Field Trip Archangelsk – Mezen July 2019

Ekaterina Emeliantseva Koller

In July 2019, I went for the first time to the North-East of the Archangelsk area, to a small town of Mezen, located on the right bank of the Mezen River close to the point where it flows into the White Sea. At that time of the year, one can reach this area by flight, by road and by water. I took the fastest way by a flight with a small plane of the regional airline. Still, it took additional time to get to Mezen: the regional company as well as the airport in Mezen operate only by daylight and often stop their services because of weather conditions such as strong winds or fog.

Without the support of local history enthusiasts my work in the archive of Mezen wouldn’t have been possible, the local museum was open for me even outside the opening hours. As main result of my research I managed to collect a dense source base about a particular village which became a focal point of my project on late Soviet village – a tiny settlement of Safonovo, located on the Pyoza River in the very East of the Mezen region.

PROBLEMS TO SOLVE:
a – Answer the following from the field trip report:
(i) On which bank of the Mezen River is the town of Mezen located?
(ii) On which river is the settlement of Safonovo located?
(iii) By what means did the writer travel to the area?
b – Reproduce the part of the field trip report starting at "Field Trip Archangelsk" and ending at "winds or fog.".

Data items
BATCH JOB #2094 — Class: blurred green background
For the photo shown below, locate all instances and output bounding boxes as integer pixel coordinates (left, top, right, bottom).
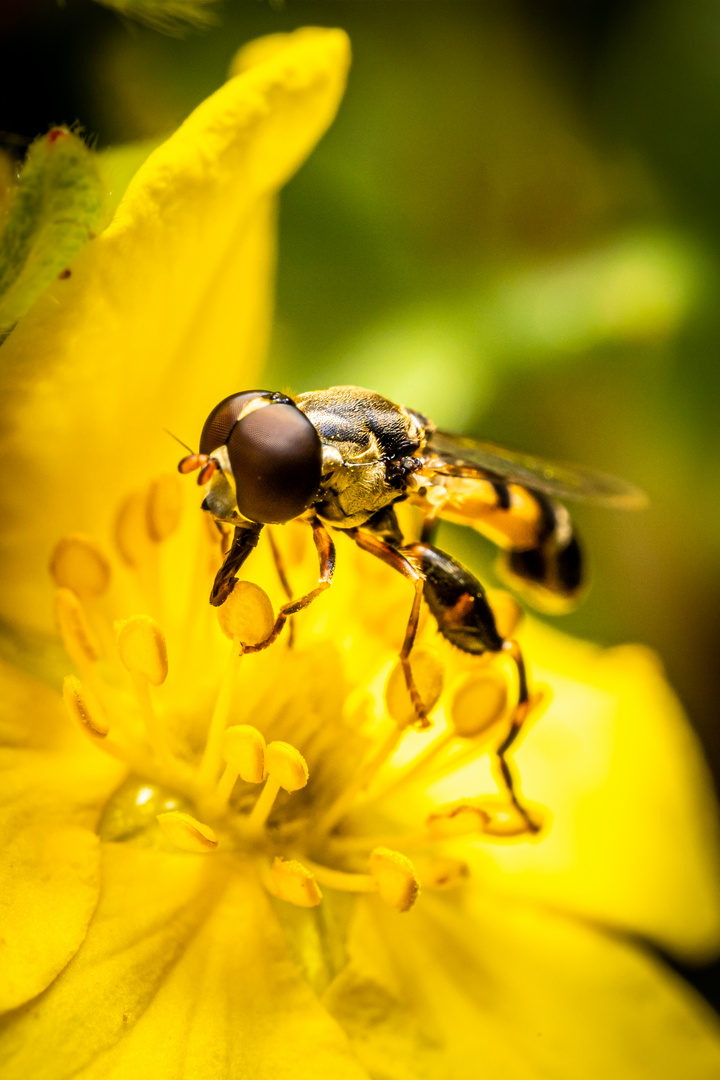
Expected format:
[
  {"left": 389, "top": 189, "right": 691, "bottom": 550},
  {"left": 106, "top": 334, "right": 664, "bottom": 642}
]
==
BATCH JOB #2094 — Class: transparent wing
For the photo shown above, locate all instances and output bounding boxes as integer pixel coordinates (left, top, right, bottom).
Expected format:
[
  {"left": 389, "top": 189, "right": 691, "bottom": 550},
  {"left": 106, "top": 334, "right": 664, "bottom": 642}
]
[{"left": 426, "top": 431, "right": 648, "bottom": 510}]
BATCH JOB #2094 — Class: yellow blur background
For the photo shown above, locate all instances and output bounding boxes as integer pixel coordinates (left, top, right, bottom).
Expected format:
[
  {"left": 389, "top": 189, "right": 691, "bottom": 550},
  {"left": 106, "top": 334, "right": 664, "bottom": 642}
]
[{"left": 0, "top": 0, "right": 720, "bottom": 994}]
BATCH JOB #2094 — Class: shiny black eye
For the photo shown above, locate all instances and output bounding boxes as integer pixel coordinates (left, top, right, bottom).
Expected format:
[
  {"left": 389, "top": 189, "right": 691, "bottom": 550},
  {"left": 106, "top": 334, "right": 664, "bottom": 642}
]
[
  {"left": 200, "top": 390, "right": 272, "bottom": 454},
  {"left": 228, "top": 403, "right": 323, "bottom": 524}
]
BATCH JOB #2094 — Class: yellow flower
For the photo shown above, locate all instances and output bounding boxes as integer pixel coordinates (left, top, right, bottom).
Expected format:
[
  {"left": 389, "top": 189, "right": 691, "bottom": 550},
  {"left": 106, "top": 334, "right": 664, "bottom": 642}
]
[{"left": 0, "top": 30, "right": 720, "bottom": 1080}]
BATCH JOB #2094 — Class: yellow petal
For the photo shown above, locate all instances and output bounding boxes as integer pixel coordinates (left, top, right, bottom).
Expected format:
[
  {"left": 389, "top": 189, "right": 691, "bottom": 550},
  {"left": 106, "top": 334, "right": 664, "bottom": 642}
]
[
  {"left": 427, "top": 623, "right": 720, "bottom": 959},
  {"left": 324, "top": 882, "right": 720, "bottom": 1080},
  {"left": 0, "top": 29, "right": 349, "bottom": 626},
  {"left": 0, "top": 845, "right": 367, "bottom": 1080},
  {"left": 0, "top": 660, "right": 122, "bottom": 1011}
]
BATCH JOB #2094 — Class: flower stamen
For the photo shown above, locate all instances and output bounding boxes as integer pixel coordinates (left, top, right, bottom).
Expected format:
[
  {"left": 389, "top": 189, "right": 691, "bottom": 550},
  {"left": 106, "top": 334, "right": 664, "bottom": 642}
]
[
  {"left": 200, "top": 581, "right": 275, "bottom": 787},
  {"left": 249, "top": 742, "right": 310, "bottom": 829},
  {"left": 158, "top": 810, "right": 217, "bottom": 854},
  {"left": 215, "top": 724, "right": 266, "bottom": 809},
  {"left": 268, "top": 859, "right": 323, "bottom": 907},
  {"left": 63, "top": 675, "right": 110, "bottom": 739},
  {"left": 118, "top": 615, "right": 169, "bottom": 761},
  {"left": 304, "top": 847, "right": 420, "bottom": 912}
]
* * *
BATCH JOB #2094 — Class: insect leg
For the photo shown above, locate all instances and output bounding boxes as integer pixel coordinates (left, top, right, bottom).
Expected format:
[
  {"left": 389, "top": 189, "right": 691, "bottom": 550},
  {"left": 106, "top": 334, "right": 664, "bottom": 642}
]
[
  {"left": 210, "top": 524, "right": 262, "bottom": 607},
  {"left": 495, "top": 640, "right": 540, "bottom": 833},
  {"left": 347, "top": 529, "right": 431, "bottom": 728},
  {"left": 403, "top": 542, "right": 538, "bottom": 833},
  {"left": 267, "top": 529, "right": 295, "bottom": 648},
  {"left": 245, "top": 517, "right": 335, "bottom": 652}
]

SOLUTION LIST:
a –
(i) The right bank.
(ii) The Pyoza River.
(iii) By a flight with a small plane of the regional airline.

b –
Field Trip Archangelsk – Mezen July 2019

Ekaterina Emeliantseva Koller

In July 2019, I went for the first time to the North-East of the Archangelsk area, to a small town of Mezen, located on the right bank of the Mezen River close to the point where it flows into the White Sea. At that time of the year, one can reach this area by flight, by road and by water. I took the fastest way by a flight with a small plane of the regional airline. Still, it took additional time to get to Mezen: the regional company as well as the airport in Mezen operate only by daylight and often stop their services because of weather conditions such as strong winds or fog.